Copy the listing below word for word, keeping every line in its original order.

BEGIN

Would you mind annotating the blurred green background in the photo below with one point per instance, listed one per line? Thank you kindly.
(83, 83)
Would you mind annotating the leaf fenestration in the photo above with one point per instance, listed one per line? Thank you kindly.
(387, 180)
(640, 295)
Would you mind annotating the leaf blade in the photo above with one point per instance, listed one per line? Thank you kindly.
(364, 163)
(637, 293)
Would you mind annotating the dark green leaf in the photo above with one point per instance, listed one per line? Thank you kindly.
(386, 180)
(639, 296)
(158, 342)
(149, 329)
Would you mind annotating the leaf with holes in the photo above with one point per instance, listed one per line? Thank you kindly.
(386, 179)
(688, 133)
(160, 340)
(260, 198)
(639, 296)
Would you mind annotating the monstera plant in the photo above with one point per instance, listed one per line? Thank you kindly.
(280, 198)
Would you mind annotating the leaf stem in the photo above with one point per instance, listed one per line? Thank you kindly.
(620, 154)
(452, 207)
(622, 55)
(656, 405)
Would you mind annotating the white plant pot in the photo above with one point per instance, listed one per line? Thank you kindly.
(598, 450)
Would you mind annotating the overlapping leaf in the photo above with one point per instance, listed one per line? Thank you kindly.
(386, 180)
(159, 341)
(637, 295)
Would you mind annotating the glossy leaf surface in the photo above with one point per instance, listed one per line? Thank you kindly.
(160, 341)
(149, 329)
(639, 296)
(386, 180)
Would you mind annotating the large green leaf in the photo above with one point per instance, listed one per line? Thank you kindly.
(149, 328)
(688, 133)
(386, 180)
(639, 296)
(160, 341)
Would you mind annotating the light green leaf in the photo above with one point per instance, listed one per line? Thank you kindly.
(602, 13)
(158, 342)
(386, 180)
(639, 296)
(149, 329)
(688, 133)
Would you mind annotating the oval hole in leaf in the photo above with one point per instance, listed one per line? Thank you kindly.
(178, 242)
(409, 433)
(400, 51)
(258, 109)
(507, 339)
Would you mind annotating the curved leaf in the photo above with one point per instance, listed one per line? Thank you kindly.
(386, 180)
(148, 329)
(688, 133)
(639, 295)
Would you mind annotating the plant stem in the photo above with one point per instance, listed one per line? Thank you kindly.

END

**Completed task**
Would you mind annotating the blurred green background in the photo below with one point per instance, listed one per line? Thank you kindly.
(83, 83)
Would you mind annotating the leaf fenestration in the photo above with one point per instance, listed one per line? Thank you kindly.
(387, 180)
(640, 295)
Would you mind annotating the leaf blade in the photo above with one point per instance, listed one per line? Thank you kindly.
(364, 163)
(637, 293)
Would you mind annotating the dark green leaf in the photo above with one point per instance, listed one per line? Thank you kindly.
(386, 180)
(639, 296)
(158, 342)
(149, 329)
Would you mind annotating the leaf with holes in the photo above with one point per instance, listed one per line? Thank you kindly.
(386, 179)
(688, 133)
(160, 340)
(260, 198)
(639, 296)
Would you mind annotating the monstera plant in the photo above with one point per instance, listed one per line? Thank you kindly.
(280, 198)
Would you mind annotating the leaf stem in the photo above with one point per instance, listed one per line? Thank you kindly.
(620, 154)
(452, 207)
(622, 55)
(656, 405)
Would you mind annotating the white plant pot in the photo above with one point per instance, listed one per line? Thank you kindly.
(598, 450)
Would you mind annotating the overlapping leaf in the photo above with one point per instance, listed one per line? Thank you kindly.
(386, 180)
(159, 341)
(637, 295)
Would you mind annotating the glossy leaf surface in the photo above with one point per instance, listed one per line? Thank you kindly.
(160, 341)
(149, 329)
(639, 296)
(386, 180)
Would you mind annotating the large green leaf in the photo above with one point per instance, listed one per line? Thank you kindly.
(149, 328)
(688, 133)
(386, 180)
(639, 296)
(160, 341)
Would you mind annotating the light green leaf in the photo above with one point per instance, listed one per line? Thank you kindly.
(602, 13)
(158, 342)
(386, 180)
(639, 296)
(149, 329)
(688, 133)
Would you mind annotating the oval hole in leaf in the photo above with one point per instance, listed one per line? Thank you kindly.
(178, 242)
(409, 433)
(400, 51)
(258, 109)
(507, 339)
Would you mind annotating the curved leaf in the photo above with one point per instance, listed one per line? Thank you kindly.
(386, 180)
(148, 329)
(688, 133)
(639, 295)
Would you mind annotating the plant stem in the photo above with one point per instance, listed one per line? Thank you kindly.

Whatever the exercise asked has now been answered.